• Exercise objective:
Could you copy the items again, starting at the line that has "point: the weed in this photo" and stopping after the last item, keeping every line, including the ones that name what to point at? Add 43 to each number in the answer coordinates.

• Recorded data:
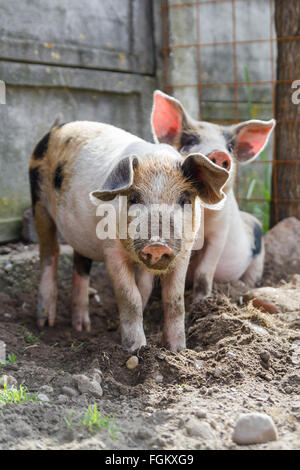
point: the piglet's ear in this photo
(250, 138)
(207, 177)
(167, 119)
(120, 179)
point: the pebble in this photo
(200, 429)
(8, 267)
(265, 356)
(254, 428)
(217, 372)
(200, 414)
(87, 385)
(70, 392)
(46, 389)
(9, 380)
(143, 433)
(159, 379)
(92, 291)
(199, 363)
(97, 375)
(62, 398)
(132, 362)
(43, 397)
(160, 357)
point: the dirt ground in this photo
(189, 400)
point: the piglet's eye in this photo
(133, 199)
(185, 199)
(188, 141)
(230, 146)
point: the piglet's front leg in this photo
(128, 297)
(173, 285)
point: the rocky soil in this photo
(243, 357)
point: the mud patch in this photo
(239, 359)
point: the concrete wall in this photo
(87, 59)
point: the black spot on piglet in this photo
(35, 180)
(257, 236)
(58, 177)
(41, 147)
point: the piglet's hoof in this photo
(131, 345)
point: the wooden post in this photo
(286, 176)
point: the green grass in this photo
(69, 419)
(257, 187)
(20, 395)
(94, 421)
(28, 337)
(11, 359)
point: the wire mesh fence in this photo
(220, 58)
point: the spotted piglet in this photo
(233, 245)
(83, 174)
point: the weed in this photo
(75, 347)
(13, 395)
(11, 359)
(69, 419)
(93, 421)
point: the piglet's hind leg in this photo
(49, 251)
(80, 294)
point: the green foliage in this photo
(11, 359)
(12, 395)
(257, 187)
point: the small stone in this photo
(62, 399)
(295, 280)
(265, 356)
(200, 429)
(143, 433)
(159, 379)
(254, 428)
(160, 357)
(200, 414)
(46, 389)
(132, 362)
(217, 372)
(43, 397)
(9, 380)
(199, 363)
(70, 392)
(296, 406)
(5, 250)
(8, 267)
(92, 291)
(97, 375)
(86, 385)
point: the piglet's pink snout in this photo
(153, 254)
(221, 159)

• Solved exercise:
point: the weed in this photo
(118, 390)
(56, 438)
(54, 402)
(112, 462)
(136, 464)
point: the piglet's hind leg in this photo
(92, 294)
(123, 337)
point: the green foliage in this photo
(54, 402)
(55, 438)
(300, 230)
point: the small stone in this photo
(105, 442)
(338, 323)
(308, 399)
(243, 472)
(186, 476)
(202, 422)
(297, 471)
(203, 400)
(243, 457)
(89, 432)
(175, 405)
(260, 415)
(86, 440)
(52, 423)
(242, 406)
(113, 435)
(339, 449)
(48, 293)
(51, 310)
(135, 334)
(140, 418)
(129, 428)
point: the piglet's pink snout in this photo
(196, 297)
(264, 202)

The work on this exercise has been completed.